### TEKS HALAMAN

┄┄┄┄┄┄┄┄┄┄┄┄┄┄┄┄┄┄┄┄

Judul buku: Dulu Aku Tikus! Atau Sepatu Merah
Judul asli: I Was a Rat! or The Scarlet Slippers
Penulis: Philip Pullman
Penerjemah: Poppy Damayanti Chusfani
Editor: Dina Pandia
Penerbit: PT Gramedia Pustaka Utama
Cetakan: I, Desember 2007
Tebal: 250 hlm
Apa jadinya jika tikus yang disihir jadi pelayan Cinderella tak bisa lagi berubah ke wujud aslinya? Yang terjadi adalah dongeng keren berjudul I Was a Rat! karya Philip Pullman. Di buku berkover ungu ini Philip Pullman kembali membuktikan kepiawaiannya mendongeng. Dengan keliaran fantasinya Pullman menyodorkan pesan-pesan moral yang dikemas dalam keajaiban-keajaiban ciptaannya. Saya tidak yakin, apakah buku ini akan juga menyenangkan anak-anak yang membacanya mengingat di dalamnya memuat berbagai hal yang mestinya menjadi konsumsi orang dewasa. Oh..jangan khawatir, bukan pornografi atau kekerasan, tetapi barangkali sebentuk gagasan, seperti kekuasaan pers dan filosofi.
Baiklah, ringkasannya begini:
Pada suatu malam, suami istri Bob dan Joan kedatangan tamu. Ia seorang anak lelaki kecil, kira-kira berumur 9 tahun, mengenakan baju pelayan lusuh, dan berkata: “Dulu aku tikus!”. Bob, si pembuat sepatu, segera mempersilakan bocah dekil itu masuk dan memberinya makan serta tempat untuk tidur malam itu. Bob dan Joan yang telah menikah 32 tahun dan tidak dikaruniai anak, segera saja merasa sayang kepada anak kecil itu dan memberinya nama Roger.

┄┄┄┄┄┄┄┄┄┄┄┄┄┄┄┄┄┄┄┄

### INFORMASI YANG DITAMPILKAN
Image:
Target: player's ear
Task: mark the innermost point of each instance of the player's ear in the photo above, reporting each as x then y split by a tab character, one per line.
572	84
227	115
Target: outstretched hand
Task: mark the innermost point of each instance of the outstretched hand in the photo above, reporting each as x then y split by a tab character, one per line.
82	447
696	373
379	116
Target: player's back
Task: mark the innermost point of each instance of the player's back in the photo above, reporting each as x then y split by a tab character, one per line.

┄┄┄┄┄┄┄┄┄┄┄┄┄┄┄┄┄┄┄┄

### KETENTUAN LATIHAN
a: Periksa apakah pernyataan (i), (ii), dan (iii) sesuai dengan ulasan buku Dulu Aku Tikus!. Jawab ya atau tidak untuk setiap pernyataan, lalu kutip persis kata-kata ulasan yang menentukan jawaban itu.
(i) Bob dan Joan sudah menikah selama 32 tahun.
(ii) Anak lelaki yang datang berumur kira-kira 12 tahun.
(iii) Joan adalah pembuat sepatu.
b: Teruskan ulasan buku Dulu Aku Tikus! mulai dari kalimat terakhirnya.
Data di atas tidak diperlukan untuk mengerjakan latihan ini.

### JAWABAN YANG DIHARAPKAN
a:
(i) Ya: "Bob dan Joan yang telah menikah 32 tahun dan tidak dikaruniai anak"
(ii) Tidak: "kira-kira berumur 9 tahun"
(iii) Tidak: "Bob, si pembuat sepatu"

b:
Di rumah itu, Roger belajar menjadi anak laki-laki yang baik. Makan dengan sopan, mengucapkan terima kasih, dan bersekolah. Tetapi lantaran dulunya ia adalah seekor tikus, maka sifat-sifat ketikusan masih melekat padanya. Ia suka menggerogot, mengerat, dan memakan apa saja (seperti: pensil, kasur, seprai, dll). Ia juga kabur dari sekolah karena tak mau dihukum oleh gurunya. Tentu ia dihukum karena ketidakmengertiannya akan beberapa hal yang harus dilakukan layaknya anak sekolah.
Roger tersesat dan mengalami beberapa kejadian buruk yang pada akhirnya membawanya ke penjara. Sementara itu, Bob dan Joan sedih dengan menghilangnya Roger. Mereka mencarinya ke seluruh penjuru kota sampai kemudian mereka mendapat petunjuk tentang keberadaan Roger dipenjara dari koran The Daily Scourge. Dengan berbagai cara, termasuk meminta pertolongan Putri Aurelia, suami istri yang baik hati ini berupaya mengeluarkan si Bocah Tikus dari jerat hukuman mati.
Seperti dua bukunya yang lain (Putri Si Pembuat Kembang Api dan Si Pembuat Jam), kali ini pun Pullman menyuguhkan sebuah dongeng yang menakjubkan, bukan saja untuk remaja tetapi juga bagi orang setua saya. Humor-humornya jahil, kocak, penuh sindirian kepada penguasa, petugas hukum, dan “orang-orang dewasa” lainnya yang suka sok pintar.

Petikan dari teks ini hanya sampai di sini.